Set down all of the data that follows word for word, without the images.

----- RECORDS FOR THE EXERCISE -----

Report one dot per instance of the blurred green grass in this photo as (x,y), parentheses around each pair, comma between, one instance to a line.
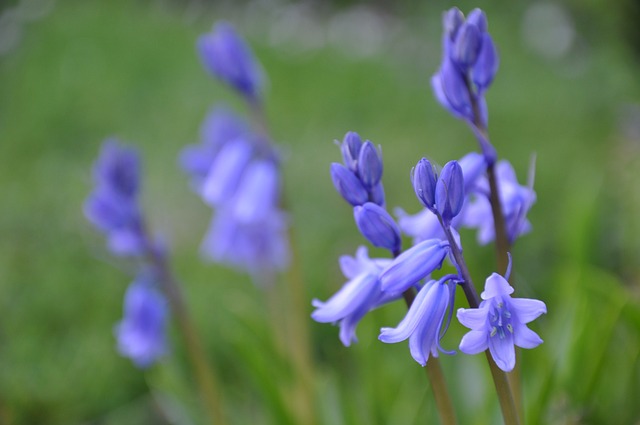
(93,69)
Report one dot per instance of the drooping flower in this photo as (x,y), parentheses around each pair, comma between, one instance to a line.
(516,200)
(499,323)
(423,323)
(220,127)
(226,55)
(359,295)
(113,205)
(141,334)
(413,265)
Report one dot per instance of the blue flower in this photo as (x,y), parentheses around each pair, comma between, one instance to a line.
(516,200)
(499,323)
(141,334)
(357,296)
(413,265)
(226,55)
(220,127)
(375,224)
(113,205)
(424,321)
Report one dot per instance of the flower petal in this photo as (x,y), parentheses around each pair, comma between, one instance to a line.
(527,309)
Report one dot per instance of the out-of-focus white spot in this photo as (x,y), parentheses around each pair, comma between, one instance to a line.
(548,29)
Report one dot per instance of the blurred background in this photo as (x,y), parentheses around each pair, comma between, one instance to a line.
(75,72)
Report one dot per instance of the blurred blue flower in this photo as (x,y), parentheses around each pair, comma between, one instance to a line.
(226,55)
(141,334)
(113,204)
(220,127)
(357,296)
(249,231)
(499,323)
(423,323)
(516,201)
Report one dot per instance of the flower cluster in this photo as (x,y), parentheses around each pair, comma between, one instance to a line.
(113,208)
(235,169)
(458,195)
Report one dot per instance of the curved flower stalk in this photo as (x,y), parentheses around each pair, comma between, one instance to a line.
(113,207)
(235,168)
(499,323)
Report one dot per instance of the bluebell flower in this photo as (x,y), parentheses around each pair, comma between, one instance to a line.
(348,185)
(113,205)
(516,200)
(375,224)
(450,191)
(359,179)
(499,323)
(141,334)
(469,64)
(359,295)
(423,323)
(413,265)
(220,127)
(226,55)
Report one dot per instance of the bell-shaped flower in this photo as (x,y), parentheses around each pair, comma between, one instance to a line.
(375,224)
(220,126)
(113,205)
(359,295)
(499,323)
(413,265)
(348,185)
(141,334)
(423,323)
(226,55)
(225,172)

-----

RESULT OF THIS EXERCISE:
Report one dot per instance of the blurred green grass in this photo as (x,y), parentheses around each pair, comma between, one instance to a line.
(93,69)
Report one dot per instance of the drooping flower in this photo as (x,y), parentheses around each pair, comma between, one instance to a line.
(516,200)
(499,323)
(423,323)
(220,127)
(226,55)
(359,295)
(113,205)
(141,334)
(413,265)
Report one dot per instance of the blue flower in this photo as (x,y), parentheses around each pair, comma between, one instance to a line.
(516,200)
(499,323)
(141,334)
(357,296)
(413,265)
(226,55)
(220,127)
(375,224)
(113,205)
(424,321)
Report one dot per instance of the flower petal in this photo as (x,y), parentheses around each pair, comma between, one instance to a line.
(527,309)
Report one dot per instance of the out-of-focus white spot in this photo as (x,y), parentheses around each pair, comma between, one instance to a line.
(548,29)
Report one dot per instance of the blurred background in this photo as (x,y), parentheses around each pair, comma between, one instance to a line.
(75,72)
Report one dot per instance of the blurred blue flower in this photo as (x,y), parentheses around each pair, comma between, one instance to a line.
(226,55)
(141,334)
(113,204)
(220,127)
(357,296)
(249,231)
(499,323)
(423,323)
(516,201)
Report one dot per instance of the flower cluster in this photo as (x,y), parentheses around each pair, comma between, one instance to a line.
(113,208)
(235,169)
(458,195)
Report one dot per instance of the curved flower stalk in this photo as (x,y), parentheses around each pair, comma between, one instance to a line.
(113,207)
(235,168)
(499,323)
Report one dot per instance of the bluebell flower in this photo as (x,y), parentheses around each pair, comma between, one instance to a line.
(348,185)
(113,205)
(516,200)
(375,224)
(450,191)
(359,179)
(499,323)
(141,334)
(469,64)
(359,295)
(423,323)
(413,265)
(220,127)
(226,55)
Report one dot per instance of the bell-shaped flower in this photo as (x,y), parentheses around each pair, comma between, one instance to a line.
(375,224)
(220,126)
(113,205)
(359,295)
(499,323)
(413,265)
(348,185)
(141,334)
(423,323)
(226,55)
(225,172)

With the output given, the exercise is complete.